** begin Text block **

Estimation of Mega Flood Using Mega Rainfall Scenario  

Han, Daegun (Department of Civil Engineering, Inha university)
Kim, Deokhwan (Department of land, Water and Environment Research Korea institute of Civil Engineering and Building Technology(KICT))
Kim, Jungwook (Department of Civil Engineering, Inha university)
Jung, Jeawon (Department of Civil Engineering, Inha university)
Lee, Jongso (Korea Research Institute for Human Settlements)
Kim, Hung Soo (Department of Civil Engineering, Inha university)

** end Text block **
** begin Source material **

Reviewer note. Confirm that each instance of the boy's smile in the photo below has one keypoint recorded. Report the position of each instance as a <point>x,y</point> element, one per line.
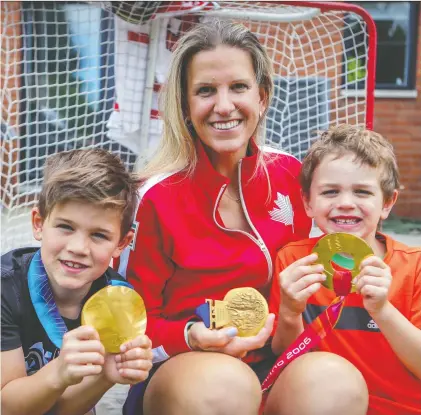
<point>345,196</point>
<point>78,241</point>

** end Source material **

Your objective. Write out, word for word, the stretch of the mega flood text from "Kim, Deokhwan (Department" through "Soo (Department of Civil Engineering, Inha university)".

Response for this exercise.
Kim, Deokhwan (Department of land, Water and Environment Research Korea institute of Civil Engineering and Building Technology(KICT))
Kim, Jungwook (Department of Civil Engineering, Inha university)
Jung, Jeawon (Department of Civil Engineering, Inha university)
Lee, Jongso (Korea Research Institute for Human Settlements)
Kim, Hung Soo (Department of Civil Engineering, Inha university)